# Short exercise
Reproduce the lines from the one containing "trim, one line per instance." through the end of the items, requests included. Scale every point coordinate in the answers by 1.35 and round to whole numbers, with halves rounded up.

# Stored data entries
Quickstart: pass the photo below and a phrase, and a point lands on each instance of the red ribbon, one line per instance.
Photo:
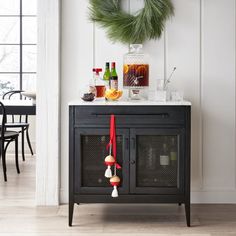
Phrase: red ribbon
(113, 139)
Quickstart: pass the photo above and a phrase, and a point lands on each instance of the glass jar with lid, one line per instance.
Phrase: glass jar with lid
(135, 71)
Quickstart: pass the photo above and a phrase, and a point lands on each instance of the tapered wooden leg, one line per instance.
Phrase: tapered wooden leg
(4, 165)
(71, 210)
(187, 212)
(16, 155)
(22, 143)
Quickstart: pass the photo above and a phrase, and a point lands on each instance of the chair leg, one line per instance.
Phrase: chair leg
(28, 141)
(4, 165)
(22, 143)
(16, 155)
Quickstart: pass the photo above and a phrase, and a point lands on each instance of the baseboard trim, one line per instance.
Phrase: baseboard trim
(197, 197)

# Answer for this exercise
Quickstart: pass the photo above and a phrase, and a point lands on each instance of the baseboard trim, one line per instance.
Phrase: baseboard trim
(266, 266)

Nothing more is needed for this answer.